### [BRIEF]
Up to and including the line with "Query: dog's nose", output the records exactly as they appear.

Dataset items
● ● ● ●

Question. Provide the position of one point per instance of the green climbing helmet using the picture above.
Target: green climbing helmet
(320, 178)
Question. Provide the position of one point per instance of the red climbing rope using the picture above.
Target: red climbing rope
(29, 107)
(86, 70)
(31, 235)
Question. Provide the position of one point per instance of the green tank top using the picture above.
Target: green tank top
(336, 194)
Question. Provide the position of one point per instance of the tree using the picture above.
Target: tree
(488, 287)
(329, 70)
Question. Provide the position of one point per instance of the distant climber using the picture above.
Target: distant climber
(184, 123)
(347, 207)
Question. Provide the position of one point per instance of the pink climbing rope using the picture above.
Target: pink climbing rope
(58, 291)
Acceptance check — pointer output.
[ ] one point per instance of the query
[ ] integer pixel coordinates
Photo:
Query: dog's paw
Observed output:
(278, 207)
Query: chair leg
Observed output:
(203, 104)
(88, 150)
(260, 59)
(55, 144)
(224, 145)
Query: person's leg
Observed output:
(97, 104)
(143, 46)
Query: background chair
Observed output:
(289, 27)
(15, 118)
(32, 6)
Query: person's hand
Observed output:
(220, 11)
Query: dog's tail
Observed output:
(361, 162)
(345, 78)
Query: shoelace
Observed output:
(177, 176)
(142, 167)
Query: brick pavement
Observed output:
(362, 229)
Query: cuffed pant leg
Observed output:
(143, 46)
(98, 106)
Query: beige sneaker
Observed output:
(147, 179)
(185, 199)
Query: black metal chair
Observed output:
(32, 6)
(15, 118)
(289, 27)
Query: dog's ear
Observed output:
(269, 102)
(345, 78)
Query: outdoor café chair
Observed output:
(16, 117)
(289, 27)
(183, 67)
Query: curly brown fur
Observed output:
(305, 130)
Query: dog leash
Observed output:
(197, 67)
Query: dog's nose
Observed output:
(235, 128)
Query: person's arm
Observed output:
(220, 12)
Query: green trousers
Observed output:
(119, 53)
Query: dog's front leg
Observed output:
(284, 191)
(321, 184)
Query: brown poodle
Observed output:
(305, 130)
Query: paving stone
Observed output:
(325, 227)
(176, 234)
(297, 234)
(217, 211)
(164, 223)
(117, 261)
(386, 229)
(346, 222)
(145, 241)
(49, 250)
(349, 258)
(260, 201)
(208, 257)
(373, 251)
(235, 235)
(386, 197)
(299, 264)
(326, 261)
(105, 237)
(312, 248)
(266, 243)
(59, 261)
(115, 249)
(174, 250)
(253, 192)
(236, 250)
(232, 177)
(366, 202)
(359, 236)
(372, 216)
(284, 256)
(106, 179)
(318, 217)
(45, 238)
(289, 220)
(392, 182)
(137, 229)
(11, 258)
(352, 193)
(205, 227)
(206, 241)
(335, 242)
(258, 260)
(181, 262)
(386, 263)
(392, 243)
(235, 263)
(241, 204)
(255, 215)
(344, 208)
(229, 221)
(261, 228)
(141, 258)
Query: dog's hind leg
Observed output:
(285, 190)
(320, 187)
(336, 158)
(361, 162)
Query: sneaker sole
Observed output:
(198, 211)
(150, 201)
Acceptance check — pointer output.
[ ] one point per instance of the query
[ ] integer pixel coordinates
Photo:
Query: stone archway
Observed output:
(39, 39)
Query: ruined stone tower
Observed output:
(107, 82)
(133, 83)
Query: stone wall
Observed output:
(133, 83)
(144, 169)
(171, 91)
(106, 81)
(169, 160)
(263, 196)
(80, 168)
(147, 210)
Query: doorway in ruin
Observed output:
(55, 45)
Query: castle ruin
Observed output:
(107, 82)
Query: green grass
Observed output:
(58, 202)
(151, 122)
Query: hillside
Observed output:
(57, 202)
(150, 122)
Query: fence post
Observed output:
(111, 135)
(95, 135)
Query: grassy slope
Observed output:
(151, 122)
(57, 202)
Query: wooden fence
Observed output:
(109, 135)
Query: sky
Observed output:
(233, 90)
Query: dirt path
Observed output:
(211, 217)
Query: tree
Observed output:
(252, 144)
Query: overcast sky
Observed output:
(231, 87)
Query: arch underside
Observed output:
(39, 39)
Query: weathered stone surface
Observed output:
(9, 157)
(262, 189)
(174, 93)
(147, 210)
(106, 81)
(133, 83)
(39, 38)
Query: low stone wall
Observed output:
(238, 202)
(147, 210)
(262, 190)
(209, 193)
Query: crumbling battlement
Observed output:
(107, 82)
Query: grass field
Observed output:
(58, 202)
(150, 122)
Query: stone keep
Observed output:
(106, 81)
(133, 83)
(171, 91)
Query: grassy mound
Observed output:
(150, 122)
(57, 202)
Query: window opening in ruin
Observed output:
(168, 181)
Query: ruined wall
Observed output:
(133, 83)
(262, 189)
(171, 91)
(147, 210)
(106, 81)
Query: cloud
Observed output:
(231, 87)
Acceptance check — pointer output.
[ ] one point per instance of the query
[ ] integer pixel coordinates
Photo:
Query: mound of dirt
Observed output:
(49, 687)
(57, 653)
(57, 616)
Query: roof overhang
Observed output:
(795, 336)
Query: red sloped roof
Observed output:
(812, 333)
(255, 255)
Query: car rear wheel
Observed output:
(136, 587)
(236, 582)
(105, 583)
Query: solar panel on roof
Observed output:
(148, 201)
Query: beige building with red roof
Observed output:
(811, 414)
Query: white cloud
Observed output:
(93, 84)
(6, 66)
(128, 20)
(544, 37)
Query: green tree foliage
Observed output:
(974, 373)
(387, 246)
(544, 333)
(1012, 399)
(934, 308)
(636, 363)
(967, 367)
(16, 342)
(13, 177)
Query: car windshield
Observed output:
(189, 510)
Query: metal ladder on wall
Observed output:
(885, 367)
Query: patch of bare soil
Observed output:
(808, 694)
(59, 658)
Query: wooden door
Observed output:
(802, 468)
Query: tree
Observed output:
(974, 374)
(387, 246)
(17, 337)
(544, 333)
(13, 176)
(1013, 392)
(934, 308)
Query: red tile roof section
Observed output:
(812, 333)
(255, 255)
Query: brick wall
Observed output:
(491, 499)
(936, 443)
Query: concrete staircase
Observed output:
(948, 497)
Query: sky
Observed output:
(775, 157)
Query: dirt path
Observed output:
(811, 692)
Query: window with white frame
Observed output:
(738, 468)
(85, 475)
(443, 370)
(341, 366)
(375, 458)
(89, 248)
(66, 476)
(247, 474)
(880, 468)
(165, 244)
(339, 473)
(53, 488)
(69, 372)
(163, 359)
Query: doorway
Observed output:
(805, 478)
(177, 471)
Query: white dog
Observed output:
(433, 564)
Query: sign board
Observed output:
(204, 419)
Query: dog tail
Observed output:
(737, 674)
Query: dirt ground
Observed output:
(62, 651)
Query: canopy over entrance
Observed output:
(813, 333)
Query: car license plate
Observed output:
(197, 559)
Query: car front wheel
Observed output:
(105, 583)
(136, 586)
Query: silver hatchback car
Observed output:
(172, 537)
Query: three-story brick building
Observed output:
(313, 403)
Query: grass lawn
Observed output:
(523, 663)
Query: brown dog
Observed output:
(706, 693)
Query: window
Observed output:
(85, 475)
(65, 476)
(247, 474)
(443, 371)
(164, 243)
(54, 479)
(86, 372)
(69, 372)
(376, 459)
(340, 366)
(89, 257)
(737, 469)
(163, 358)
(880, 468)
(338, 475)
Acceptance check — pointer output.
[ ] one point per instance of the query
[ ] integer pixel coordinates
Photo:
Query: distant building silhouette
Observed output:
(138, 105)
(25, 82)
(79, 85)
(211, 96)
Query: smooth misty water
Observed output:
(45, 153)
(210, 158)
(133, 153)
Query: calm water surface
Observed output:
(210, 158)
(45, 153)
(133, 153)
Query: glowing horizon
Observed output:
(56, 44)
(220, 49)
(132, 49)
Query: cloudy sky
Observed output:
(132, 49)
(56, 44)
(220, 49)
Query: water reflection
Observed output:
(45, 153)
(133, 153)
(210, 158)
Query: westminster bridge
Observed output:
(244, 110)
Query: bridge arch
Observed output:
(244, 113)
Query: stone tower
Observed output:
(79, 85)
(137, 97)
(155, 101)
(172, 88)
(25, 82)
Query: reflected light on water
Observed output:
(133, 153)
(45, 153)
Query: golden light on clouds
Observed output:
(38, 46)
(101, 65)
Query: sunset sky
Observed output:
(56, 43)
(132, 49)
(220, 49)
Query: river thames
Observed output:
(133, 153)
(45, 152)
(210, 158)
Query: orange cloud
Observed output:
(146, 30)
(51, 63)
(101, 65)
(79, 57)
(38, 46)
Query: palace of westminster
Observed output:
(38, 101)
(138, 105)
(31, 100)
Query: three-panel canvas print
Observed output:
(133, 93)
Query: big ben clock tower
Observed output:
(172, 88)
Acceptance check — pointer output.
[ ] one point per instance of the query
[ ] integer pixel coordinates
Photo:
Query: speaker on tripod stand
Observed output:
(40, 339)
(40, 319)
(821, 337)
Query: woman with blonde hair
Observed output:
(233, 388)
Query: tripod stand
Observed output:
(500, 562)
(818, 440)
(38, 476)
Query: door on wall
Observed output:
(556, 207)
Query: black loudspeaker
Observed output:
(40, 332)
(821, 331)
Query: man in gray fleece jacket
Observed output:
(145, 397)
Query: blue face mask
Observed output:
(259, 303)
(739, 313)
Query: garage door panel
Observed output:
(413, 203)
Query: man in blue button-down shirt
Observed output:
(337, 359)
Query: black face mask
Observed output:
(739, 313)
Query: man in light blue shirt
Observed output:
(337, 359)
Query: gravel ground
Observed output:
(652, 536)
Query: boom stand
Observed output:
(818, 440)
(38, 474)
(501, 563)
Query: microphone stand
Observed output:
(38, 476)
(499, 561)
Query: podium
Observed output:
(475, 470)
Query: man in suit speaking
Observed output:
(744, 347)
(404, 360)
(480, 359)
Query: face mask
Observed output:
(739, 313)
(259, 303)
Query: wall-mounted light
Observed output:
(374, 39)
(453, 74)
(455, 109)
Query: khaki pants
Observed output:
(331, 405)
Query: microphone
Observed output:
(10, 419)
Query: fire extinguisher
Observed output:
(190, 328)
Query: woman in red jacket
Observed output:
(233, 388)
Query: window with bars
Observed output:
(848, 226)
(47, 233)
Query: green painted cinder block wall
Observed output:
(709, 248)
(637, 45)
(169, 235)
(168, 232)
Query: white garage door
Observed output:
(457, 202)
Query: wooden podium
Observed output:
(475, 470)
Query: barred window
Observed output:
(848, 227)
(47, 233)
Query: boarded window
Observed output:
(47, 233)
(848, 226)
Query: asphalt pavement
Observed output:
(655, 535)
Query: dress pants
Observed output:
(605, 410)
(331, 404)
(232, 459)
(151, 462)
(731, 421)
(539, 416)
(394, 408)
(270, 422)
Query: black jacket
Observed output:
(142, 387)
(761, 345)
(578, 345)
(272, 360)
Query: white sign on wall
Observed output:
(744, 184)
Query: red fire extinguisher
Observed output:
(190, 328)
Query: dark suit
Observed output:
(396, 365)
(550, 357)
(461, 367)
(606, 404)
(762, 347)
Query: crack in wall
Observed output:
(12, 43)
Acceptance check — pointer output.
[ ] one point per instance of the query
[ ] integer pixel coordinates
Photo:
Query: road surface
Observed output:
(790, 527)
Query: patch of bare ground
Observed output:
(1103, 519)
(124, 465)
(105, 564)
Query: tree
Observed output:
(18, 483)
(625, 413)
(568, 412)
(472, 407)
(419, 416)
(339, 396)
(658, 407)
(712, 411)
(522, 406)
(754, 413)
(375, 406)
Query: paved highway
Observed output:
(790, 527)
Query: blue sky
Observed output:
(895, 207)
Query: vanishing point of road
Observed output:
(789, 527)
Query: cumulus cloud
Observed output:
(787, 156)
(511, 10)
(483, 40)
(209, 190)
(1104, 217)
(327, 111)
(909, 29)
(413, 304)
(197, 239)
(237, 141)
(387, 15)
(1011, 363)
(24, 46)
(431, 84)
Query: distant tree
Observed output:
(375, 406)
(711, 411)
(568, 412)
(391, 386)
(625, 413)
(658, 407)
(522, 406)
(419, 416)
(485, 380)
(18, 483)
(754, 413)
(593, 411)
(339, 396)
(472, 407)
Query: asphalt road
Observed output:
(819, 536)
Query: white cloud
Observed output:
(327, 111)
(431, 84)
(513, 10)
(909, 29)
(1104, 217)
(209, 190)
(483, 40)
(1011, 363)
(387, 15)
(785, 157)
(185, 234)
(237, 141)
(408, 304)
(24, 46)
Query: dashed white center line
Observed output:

● ● ● ●

### [SOLUTION]
Question. Provide the position of one point per instance of the green climbing helmet using the picture above.
Target: green climbing helmet
(320, 178)
Question. Provide the position of one point per instance of the red climbing rope using the picture above.
Target: red climbing rope
(29, 107)
(86, 70)
(31, 235)
Question. Provide the position of one point per instance of the green tank top using the picture above.
Target: green tank top
(336, 194)
Question. Provide the position of one point per instance of the tree using the picture above.
Target: tree
(488, 287)
(329, 70)
Question. Provide the position of one point per instance of the distant climber using the picture above.
Target: distant climber
(184, 123)
(347, 207)
Question. Provide the position of one point per instance of the pink climbing rope using the picture above.
Target: pink climbing rope
(58, 291)
Acceptance check — pointer output.
[ ] one point per instance of the query
[ ] integer pixel coordinates
Photo:
Query: dog's paw
Observed output:
(278, 207)
Query: chair leg
Observed output:
(203, 104)
(88, 150)
(260, 59)
(55, 144)
(224, 145)
Query: person's leg
Observed output:
(97, 104)
(143, 46)
Query: background chair
Observed output:
(289, 27)
(15, 118)
(32, 6)
Query: person's hand
Observed output:
(220, 11)
Query: dog's tail
Observed output:
(361, 162)
(345, 78)
Query: shoelace
Observed output:
(177, 176)
(142, 167)
Query: brick pavement
Observed output:
(362, 229)
Query: cuffed pant leg
Observed output:
(143, 46)
(98, 106)
Query: beige sneaker
Observed output:
(147, 179)
(185, 199)
Query: black metal chair
Observed output:
(32, 6)
(15, 118)
(289, 27)
Query: dog's ear
Observed output:
(269, 102)
(345, 78)
Query: outdoor café chair
Observed output:
(16, 117)
(289, 27)
(183, 67)
Query: curly brown fur
Observed output:
(305, 130)
Query: dog leash
Observed output:
(197, 67)
Query: dog's nose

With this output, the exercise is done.